Zur Religionsfreiheit in der Ukraine

Der orthodoxe Tumult

Am Rande des Gipfeltreffens in Alaska traf Russlands Präsident Wladimir Putin den Erzbischof der Orthodoxen Kirche Alaskas. Im Anschluss erhob sich ein kleiner Sturm im Wasserglas der orthodoxen Gemeinde der USA. Erzbischof Alexei sah sich zu einer Entschuldigung gezwungen, da er von Putin nicht verlangt hatte, Frieden zu schließen.

„Noch immer höre ich von vielen, dass dieser Moment (des Treffens mit Putin) eine vertane Möglichkeit für Tadel und die Forderung nach Frieden vor dem Hintergrund des Verlaufs des Konflikts und des erzeugten Leidens ist“, schreibt Alexei auf der Website der Orthodoxen Kirche in Amerika. Zudem entschuldigt er sich dafür, keine Erlaubnis für das Treffen beim Bischof der Orthodoxen Kirche in Amerika, Metropolit Tichon, eingeholt zu haben. Alexei hat eigenmächtig gehandelt.

Metropolit Tichon schreibt in diesem Zusammenhang, dass die Orthodoxe Kirche in Amerika unter den ersten orthodoxen Kirchen war, die die russische Aggression gegenüber der Ukraine verurteilt haben. Bei seinem Besuch in der Ukraine im letzten Jahr habe er Metropolit Onuftri und der Ukrainischen Orthodoxen Kirche seiner Solidarität versichert.

Die Ukrainische Orthodoxe Kirche ist seit 2024 in der Ukraine verboten, obwohl sie sich 2022 vom Moskauer Patriarchat lossagte und den Krieg als „russischen Angriffskrieg“ verurteilt.

Der ganze Vorgang wirft ein Schlaglicht auf ein, nennen wir es „Chaos“, bezüglich der orthodoxen Kirchen in der Ukraine. Es gibt davon drei. Zwei davon schlossen sich 2018 zur Orthodoxen Nationalkirche der Ukraine zusammen. Die beiden Kirchen repräsentieren jedoch auch zusammen nur eine Minderheit der orthodoxen Gläubigen. Sie finden sich vor allem in der West­ukraine. Der damalige Präsident der Ukraine, Petro Poroschenko, unterstützte den Schritt, obwohl klar war, dass dadurch der ethnische Konflikt in der Ukraine angeheizt wurde.

- _Aufgabe A_:
Seit welchem Jahr ist die Ukrainische Orthodoxe Kirche laut dem Textauszug in der Ukraine verboten?
- _Aufgabe B_:
Schreibe den Textauszug ab „Die Ukrainische Orthodoxe“ bis einschließlich „Ukraine angeheizt wurde.“ noch einmal und ersetze dabei „Chaos“ durch „Durcheinander“.

- _Bereitgestellte Daten_:

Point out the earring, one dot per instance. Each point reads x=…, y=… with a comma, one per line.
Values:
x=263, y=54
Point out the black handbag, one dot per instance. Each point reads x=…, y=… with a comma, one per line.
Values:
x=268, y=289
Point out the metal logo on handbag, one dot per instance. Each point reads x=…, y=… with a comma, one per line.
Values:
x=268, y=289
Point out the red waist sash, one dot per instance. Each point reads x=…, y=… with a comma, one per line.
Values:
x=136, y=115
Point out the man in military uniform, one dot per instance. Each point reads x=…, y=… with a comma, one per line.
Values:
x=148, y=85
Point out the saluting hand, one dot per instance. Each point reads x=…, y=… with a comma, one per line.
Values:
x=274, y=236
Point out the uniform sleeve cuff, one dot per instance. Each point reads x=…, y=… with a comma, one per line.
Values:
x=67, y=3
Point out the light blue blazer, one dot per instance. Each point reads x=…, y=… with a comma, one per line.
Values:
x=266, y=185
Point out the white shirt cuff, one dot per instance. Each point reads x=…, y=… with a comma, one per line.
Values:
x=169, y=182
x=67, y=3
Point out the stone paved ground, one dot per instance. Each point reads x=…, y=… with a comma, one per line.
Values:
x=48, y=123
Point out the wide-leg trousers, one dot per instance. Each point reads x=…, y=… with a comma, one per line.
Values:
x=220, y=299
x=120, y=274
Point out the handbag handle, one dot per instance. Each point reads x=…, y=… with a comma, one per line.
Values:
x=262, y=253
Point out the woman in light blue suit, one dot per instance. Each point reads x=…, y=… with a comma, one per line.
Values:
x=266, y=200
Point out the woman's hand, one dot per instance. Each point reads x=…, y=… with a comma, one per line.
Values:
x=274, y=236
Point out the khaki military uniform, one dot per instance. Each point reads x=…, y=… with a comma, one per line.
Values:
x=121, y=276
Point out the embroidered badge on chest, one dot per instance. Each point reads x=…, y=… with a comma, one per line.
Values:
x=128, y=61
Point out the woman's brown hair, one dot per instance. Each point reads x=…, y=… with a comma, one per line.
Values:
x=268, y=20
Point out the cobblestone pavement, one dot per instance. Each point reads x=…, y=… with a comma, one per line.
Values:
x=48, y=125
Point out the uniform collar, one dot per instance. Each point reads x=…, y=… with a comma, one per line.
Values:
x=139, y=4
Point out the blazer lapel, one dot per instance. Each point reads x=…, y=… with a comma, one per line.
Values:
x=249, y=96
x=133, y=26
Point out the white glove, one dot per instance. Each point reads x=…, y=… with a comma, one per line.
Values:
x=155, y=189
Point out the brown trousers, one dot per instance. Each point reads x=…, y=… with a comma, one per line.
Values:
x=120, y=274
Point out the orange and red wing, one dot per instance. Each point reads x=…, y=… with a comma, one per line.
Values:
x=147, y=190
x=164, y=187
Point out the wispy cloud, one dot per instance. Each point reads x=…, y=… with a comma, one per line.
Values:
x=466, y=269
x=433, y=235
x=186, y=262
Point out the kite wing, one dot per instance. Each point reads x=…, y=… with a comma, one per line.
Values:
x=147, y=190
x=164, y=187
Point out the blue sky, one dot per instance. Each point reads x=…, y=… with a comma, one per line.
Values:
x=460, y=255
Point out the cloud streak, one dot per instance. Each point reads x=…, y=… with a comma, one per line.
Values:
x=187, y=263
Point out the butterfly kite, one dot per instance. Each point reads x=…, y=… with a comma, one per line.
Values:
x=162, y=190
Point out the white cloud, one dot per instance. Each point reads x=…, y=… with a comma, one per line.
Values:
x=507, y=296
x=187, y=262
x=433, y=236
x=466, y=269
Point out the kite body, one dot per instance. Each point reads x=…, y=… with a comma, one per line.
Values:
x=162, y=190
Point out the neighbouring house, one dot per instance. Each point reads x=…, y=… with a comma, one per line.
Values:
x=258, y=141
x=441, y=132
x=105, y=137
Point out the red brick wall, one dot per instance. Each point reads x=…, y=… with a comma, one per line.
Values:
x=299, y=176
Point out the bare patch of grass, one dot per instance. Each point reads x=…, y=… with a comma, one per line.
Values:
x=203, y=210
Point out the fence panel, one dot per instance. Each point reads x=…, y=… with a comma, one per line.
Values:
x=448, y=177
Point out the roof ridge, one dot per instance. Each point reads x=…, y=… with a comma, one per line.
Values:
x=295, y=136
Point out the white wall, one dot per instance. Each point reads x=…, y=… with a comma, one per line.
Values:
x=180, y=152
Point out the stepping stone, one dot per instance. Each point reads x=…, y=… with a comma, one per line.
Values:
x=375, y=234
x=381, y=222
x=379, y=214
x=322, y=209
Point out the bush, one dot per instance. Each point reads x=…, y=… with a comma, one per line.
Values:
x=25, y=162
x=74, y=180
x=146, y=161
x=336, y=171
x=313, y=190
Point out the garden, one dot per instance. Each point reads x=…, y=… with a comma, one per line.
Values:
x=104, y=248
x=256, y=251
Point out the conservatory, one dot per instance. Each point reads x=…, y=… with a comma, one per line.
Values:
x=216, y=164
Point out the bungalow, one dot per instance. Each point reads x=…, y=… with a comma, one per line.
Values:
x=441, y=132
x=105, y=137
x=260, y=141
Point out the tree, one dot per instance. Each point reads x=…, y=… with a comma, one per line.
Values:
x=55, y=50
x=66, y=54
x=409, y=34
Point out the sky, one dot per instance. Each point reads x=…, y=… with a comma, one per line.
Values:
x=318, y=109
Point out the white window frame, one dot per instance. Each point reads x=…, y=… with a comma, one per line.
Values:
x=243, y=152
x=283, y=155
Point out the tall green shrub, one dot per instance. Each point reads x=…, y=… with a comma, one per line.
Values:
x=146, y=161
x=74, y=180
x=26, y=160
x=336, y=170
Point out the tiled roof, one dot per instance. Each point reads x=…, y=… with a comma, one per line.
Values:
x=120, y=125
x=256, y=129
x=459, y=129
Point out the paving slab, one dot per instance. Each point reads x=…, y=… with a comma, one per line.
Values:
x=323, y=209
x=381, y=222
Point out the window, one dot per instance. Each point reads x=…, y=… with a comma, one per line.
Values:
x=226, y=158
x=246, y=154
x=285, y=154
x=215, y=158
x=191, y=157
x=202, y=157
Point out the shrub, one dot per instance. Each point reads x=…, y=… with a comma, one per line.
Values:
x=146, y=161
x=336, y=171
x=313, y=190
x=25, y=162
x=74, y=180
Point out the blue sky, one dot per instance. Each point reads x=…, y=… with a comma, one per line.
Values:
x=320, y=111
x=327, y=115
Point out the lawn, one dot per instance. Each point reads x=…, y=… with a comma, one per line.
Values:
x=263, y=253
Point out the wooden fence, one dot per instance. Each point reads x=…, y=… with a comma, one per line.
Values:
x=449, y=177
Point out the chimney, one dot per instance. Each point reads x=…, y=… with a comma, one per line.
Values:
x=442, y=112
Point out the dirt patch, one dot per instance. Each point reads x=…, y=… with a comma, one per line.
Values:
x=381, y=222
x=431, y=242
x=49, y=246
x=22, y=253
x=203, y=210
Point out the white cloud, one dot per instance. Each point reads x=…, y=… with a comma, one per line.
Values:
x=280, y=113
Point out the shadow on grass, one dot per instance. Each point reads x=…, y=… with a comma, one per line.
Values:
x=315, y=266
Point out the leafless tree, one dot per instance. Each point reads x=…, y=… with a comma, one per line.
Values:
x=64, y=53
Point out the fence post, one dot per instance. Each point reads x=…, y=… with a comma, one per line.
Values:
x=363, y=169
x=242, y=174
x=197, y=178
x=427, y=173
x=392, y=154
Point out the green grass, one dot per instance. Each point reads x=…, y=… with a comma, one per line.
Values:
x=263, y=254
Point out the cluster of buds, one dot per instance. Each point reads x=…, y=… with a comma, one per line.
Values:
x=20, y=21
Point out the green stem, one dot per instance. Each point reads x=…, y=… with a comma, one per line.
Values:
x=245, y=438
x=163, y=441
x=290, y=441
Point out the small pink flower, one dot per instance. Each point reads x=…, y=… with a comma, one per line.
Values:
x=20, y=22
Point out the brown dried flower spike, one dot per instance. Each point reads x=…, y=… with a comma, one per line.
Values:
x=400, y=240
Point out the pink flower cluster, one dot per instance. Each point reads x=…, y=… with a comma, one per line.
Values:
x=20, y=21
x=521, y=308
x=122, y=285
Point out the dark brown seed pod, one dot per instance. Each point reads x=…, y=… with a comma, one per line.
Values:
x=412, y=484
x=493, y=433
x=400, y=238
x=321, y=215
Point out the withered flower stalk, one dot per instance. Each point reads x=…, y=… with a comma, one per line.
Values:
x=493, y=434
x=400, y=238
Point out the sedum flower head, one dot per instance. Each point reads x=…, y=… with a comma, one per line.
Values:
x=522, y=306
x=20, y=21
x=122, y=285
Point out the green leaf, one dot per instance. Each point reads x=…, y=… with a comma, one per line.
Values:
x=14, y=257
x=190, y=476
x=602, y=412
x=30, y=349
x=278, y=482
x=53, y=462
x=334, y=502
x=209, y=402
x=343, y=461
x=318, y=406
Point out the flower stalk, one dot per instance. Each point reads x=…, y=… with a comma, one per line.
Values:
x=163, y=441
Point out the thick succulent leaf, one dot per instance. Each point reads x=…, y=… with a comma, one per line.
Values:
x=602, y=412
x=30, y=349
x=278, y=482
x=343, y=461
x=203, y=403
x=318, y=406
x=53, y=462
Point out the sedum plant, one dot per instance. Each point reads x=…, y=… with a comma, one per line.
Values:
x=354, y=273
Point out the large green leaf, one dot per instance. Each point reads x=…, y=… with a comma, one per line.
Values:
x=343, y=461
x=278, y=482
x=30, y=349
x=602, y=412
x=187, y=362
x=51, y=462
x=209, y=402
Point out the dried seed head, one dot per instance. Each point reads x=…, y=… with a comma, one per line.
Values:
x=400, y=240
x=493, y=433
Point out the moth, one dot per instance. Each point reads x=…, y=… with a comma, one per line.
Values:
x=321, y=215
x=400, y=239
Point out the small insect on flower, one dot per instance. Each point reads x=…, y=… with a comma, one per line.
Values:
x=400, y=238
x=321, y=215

- _Vollständige Antwort A_:
Seit 2024.

- _Vollständige Antwort B_:
Die Ukrainische Orthodoxe Kirche ist seit 2024 in der Ukraine verboten, obwohl sie sich 2022 vom Moskauer Patriarchat lossagte und den Krieg als „russischen Angriffskrieg“ verurteilt.

Der ganze Vorgang wirft ein Schlaglicht auf ein, nennen wir es „Durcheinander“, bezüglich der orthodoxen Kirchen in der Ukraine. Es gibt davon drei. Zwei davon schlossen sich 2018 zur Orthodoxen Nationalkirche der Ukraine zusammen. Die beiden Kirchen repräsentieren jedoch auch zusammen nur eine Minderheit der orthodoxen Gläubigen. Sie finden sich vor allem in der West­ukraine. Der damalige Präsident der Ukraine, Petro Poroschenko, unterstützte den Schritt, obwohl klar war, dass dadurch der ethnische Konflikt in der Ukraine angeheizt wurde.